Pull out and copy each line in the records below that contains the string "camouflage". Match case.

> [DATA SUPPLIED]
-*-*-

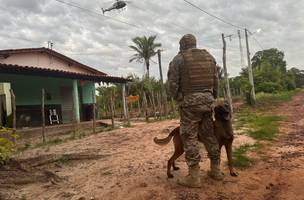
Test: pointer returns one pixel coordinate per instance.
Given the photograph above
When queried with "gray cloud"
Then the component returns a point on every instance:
(102, 43)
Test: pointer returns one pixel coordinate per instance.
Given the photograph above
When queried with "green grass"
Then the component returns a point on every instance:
(259, 123)
(240, 159)
(268, 100)
(260, 126)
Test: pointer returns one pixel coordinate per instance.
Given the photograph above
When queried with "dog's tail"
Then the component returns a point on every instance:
(166, 140)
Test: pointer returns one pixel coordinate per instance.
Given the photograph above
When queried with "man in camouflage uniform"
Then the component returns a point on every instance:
(193, 84)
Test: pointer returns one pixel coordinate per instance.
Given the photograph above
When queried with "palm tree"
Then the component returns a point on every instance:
(145, 49)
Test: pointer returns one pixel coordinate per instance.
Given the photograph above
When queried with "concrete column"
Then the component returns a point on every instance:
(76, 101)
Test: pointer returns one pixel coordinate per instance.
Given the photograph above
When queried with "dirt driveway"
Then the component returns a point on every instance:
(126, 165)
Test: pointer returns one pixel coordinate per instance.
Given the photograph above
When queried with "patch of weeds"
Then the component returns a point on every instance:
(25, 147)
(67, 195)
(107, 173)
(49, 143)
(240, 159)
(265, 127)
(64, 160)
(262, 127)
(271, 99)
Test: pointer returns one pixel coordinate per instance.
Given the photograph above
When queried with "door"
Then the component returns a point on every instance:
(66, 104)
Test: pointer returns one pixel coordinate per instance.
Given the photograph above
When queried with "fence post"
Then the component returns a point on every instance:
(112, 109)
(43, 114)
(13, 103)
(94, 111)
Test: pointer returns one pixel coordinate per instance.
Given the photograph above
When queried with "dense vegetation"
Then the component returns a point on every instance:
(270, 74)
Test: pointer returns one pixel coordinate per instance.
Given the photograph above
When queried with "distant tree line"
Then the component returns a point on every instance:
(270, 74)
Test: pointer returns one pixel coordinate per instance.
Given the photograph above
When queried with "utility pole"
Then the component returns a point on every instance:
(227, 86)
(241, 49)
(252, 91)
(163, 94)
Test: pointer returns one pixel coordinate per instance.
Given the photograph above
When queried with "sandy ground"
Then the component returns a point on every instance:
(130, 166)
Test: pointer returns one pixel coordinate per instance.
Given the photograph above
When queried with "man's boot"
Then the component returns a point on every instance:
(215, 171)
(192, 179)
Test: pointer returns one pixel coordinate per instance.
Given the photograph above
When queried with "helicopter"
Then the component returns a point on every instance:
(119, 4)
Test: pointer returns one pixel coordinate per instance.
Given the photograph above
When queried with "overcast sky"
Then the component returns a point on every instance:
(102, 41)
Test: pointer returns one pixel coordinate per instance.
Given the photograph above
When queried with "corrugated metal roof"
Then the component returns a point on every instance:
(53, 53)
(36, 71)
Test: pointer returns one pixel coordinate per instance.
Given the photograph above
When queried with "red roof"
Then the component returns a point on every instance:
(53, 53)
(36, 71)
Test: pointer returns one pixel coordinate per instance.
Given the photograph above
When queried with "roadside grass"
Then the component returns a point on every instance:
(260, 123)
(56, 141)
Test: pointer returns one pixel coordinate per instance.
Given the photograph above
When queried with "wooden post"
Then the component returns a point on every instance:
(13, 103)
(43, 114)
(1, 111)
(125, 105)
(163, 91)
(146, 107)
(94, 111)
(251, 82)
(138, 106)
(123, 98)
(112, 108)
(227, 86)
(153, 103)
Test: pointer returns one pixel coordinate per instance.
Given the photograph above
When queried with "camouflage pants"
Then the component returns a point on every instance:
(197, 125)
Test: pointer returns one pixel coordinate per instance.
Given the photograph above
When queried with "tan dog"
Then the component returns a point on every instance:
(223, 132)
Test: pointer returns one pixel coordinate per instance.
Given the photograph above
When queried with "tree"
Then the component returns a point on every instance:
(298, 76)
(145, 48)
(273, 56)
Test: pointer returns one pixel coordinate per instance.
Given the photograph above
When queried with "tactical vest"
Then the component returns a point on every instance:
(197, 72)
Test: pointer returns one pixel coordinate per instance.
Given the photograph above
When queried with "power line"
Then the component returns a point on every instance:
(216, 17)
(254, 38)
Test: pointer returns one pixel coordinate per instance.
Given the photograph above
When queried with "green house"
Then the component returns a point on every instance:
(69, 87)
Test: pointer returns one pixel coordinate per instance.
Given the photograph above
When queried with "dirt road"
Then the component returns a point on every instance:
(129, 166)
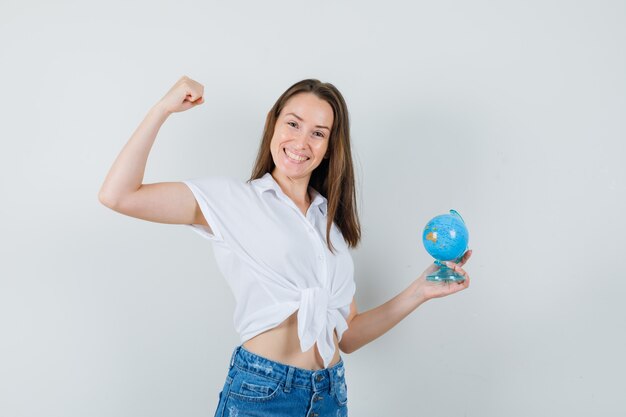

-*-*-

> [REPLY TO THE TASK]
When queried with "man in camouflage uniform"
When queried with "camouflage pants"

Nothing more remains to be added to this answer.